WHAT THIS TASK INVOLVES
Would you print, word for word, only the lines running from the line with "For quality assurance, re-label every window in" to the last line of the entries, without the pictures?

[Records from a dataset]
______________________________
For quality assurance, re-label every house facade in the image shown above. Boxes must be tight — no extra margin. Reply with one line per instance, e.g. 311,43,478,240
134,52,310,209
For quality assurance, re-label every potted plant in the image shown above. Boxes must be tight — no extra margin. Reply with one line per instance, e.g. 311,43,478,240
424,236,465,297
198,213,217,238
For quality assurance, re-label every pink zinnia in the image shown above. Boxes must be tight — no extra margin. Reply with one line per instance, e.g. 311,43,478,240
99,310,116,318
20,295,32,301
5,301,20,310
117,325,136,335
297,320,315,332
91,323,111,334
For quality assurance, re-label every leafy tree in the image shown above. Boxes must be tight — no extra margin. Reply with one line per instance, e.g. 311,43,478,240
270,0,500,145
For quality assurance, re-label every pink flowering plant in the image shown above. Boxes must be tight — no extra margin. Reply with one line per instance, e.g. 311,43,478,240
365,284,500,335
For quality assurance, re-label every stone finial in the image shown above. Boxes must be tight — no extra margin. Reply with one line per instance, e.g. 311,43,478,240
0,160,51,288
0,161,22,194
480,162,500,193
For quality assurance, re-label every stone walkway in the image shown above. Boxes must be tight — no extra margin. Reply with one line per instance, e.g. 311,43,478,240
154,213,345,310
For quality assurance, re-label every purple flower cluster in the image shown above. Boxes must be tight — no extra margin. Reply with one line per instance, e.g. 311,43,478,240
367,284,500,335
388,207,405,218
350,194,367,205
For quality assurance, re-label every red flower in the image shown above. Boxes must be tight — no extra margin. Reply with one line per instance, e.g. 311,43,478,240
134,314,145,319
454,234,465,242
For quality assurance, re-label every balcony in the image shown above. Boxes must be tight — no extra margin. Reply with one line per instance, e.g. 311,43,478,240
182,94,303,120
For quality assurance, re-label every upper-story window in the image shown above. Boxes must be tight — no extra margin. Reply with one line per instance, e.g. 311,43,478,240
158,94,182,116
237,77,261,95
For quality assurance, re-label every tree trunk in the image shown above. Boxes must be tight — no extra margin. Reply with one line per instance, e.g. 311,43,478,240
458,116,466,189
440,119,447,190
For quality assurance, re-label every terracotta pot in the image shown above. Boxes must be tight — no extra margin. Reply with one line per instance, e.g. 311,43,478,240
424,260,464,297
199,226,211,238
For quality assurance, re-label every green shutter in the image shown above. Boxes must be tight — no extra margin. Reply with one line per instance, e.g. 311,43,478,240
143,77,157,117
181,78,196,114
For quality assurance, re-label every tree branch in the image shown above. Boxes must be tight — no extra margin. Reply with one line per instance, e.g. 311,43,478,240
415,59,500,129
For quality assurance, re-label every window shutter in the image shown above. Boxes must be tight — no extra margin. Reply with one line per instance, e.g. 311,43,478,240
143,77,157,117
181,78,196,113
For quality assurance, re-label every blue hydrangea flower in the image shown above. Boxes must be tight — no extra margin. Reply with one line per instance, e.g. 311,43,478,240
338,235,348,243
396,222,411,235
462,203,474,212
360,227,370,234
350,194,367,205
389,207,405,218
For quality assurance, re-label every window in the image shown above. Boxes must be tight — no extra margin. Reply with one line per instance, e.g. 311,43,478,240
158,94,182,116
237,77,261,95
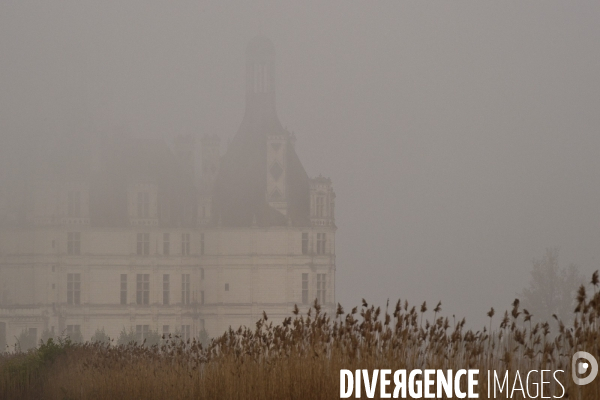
______________________________
FINAL ANSWER
For quality assurance, re-label every window in the image shown above. Boxes must be tight — no extra margin. Reply with one line per instance, e.g. 311,43,478,240
158,94,182,116
237,77,261,95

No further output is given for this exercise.